SHORT TASK:
Write out each line beneath this one exactly as it reads.

(Dataset records about object locations)

--- BEGIN ---

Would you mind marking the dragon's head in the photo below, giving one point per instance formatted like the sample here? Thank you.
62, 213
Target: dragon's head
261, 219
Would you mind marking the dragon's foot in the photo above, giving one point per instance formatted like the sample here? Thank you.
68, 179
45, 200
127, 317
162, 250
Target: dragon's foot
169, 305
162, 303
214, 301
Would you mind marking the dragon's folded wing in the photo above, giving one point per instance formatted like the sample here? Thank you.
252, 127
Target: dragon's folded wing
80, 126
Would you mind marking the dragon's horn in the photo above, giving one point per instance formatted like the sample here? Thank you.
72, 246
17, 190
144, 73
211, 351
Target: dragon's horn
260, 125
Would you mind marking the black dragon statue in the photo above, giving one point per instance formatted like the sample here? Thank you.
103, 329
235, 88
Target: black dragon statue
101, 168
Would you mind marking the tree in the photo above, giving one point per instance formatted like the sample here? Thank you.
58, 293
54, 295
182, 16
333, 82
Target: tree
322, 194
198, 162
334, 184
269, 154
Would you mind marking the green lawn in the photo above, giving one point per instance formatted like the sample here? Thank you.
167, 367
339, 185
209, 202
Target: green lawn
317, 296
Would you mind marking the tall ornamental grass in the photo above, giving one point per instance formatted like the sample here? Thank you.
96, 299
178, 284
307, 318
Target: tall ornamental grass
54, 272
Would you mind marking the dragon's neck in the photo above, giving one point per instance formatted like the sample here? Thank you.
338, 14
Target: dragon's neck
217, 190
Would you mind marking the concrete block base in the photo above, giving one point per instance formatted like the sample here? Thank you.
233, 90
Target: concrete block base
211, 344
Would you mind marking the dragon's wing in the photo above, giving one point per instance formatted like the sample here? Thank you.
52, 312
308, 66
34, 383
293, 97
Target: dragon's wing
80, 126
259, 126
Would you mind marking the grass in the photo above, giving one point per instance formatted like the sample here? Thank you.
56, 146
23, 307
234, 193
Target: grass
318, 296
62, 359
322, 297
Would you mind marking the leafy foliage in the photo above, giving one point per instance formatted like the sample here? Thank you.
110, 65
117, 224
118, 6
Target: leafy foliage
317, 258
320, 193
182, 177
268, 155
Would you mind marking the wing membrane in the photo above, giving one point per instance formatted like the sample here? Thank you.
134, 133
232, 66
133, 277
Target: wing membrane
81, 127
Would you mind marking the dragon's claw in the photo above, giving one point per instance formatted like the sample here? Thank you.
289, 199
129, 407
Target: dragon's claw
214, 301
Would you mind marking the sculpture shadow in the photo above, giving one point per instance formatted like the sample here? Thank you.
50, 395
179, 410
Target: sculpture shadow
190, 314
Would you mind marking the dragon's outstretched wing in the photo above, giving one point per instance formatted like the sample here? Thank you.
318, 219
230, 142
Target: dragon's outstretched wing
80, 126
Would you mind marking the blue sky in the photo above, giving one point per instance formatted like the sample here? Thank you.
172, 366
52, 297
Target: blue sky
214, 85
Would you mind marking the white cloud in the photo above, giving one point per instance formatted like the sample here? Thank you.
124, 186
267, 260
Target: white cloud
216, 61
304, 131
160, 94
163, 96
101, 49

--- END ---

THE OUTPUT:
Would you mind marking the dragon's head in the photo below, giving one point per instance formatted like the sample here? Thank you.
62, 213
Target: dragon's head
261, 219
Would you mind marking the dragon's foot in the photo above, giving one point per instance formatted like the sample here? Thank you.
68, 179
45, 200
127, 317
162, 250
Target: dragon's foot
169, 305
162, 303
214, 301
Would you mind marking the dragon's folded wing in the photo above, giving one point per instance formatted like the sample here? Thank you.
252, 127
Target: dragon's folded wing
80, 126
Would you mind marking the dragon's horn in the photo above, giving one point per instance formatted like the sample here? Thank you.
72, 246
17, 190
144, 73
211, 351
Target: dragon's horn
260, 125
Would you mind marking the black dragon statue in the photo above, giving one point per instance formatted like the sample here? Thank you.
103, 329
235, 88
Target: black dragon statue
101, 168
Would you mind marking the tree in the photo above, giving one point per instance formatted like the sample here? Thank you.
58, 293
54, 295
182, 16
333, 82
Target: tree
322, 194
198, 162
334, 184
269, 154
Would you mind marking the green lawn in the photo above, giving one point per instance formatted like the sample here? Thank you.
167, 367
339, 185
209, 202
Target: green lawn
317, 296
Would you mind marking the tall ornamental grass in the photo above, giving one point per instance formatted like the sample here? Thank you.
96, 299
178, 284
307, 318
Target: tall ornamental grass
54, 272
Would you mind marking the dragon's neck in the photo above, giving one point per instance formatted like the sample here? Thank you.
338, 14
Target: dragon's neck
217, 190
Would you mind marking the concrete block base in the photo above, giving one point per instance formatted like the sample here? Thank you.
233, 90
Target: concrete block base
211, 344
Would you mind marking the dragon's wing in the photo above, giving one point per instance formatted like the sample here? Thank you.
52, 312
308, 66
34, 383
293, 97
Target: dragon's wing
80, 126
259, 126
Would you mind marking the grass in the photo above, giving one point per instance formatted like the sample here? Thank you.
56, 146
23, 307
234, 193
Target: grass
318, 296
62, 359
322, 297
Would you mind marking the leafy foliage in the photo above, giving one point per instance formatted like the sample here? Thank you.
110, 65
117, 224
118, 6
Target: leafy foliage
317, 258
320, 193
182, 177
268, 155
Would you mind marking the wing membrane in the photo above, giving one point per instance formatted like the sample here? Thank you.
134, 133
232, 66
133, 277
Target: wing membrane
81, 127
Would you mind marking the dragon's claw in the photo above, giving one point per instance formatted like the sample here? Thank you.
289, 199
129, 407
Target: dragon's claw
214, 301
Would you mind marking the sculpture shadow in the photo above, giving one point per instance formatted like the sample here? Thank you.
50, 395
179, 410
Target: sculpture shadow
190, 314
Would you mind marking the dragon's outstretched wing in the photo above, giving one point per instance formatted like the sample here? Thank you.
318, 219
230, 142
Target: dragon's outstretched wing
80, 126
Would you mind marking the blue sky in the photo above, giving one point per instance formatted like the sample here? Thank you.
172, 366
52, 297
Target: blue sky
214, 85
Would you mind marking the white cloud in the photo above, giving one point per instance formatted like the sample here? Thank you.
124, 186
267, 260
Target: white cloud
216, 61
304, 131
160, 94
163, 96
101, 49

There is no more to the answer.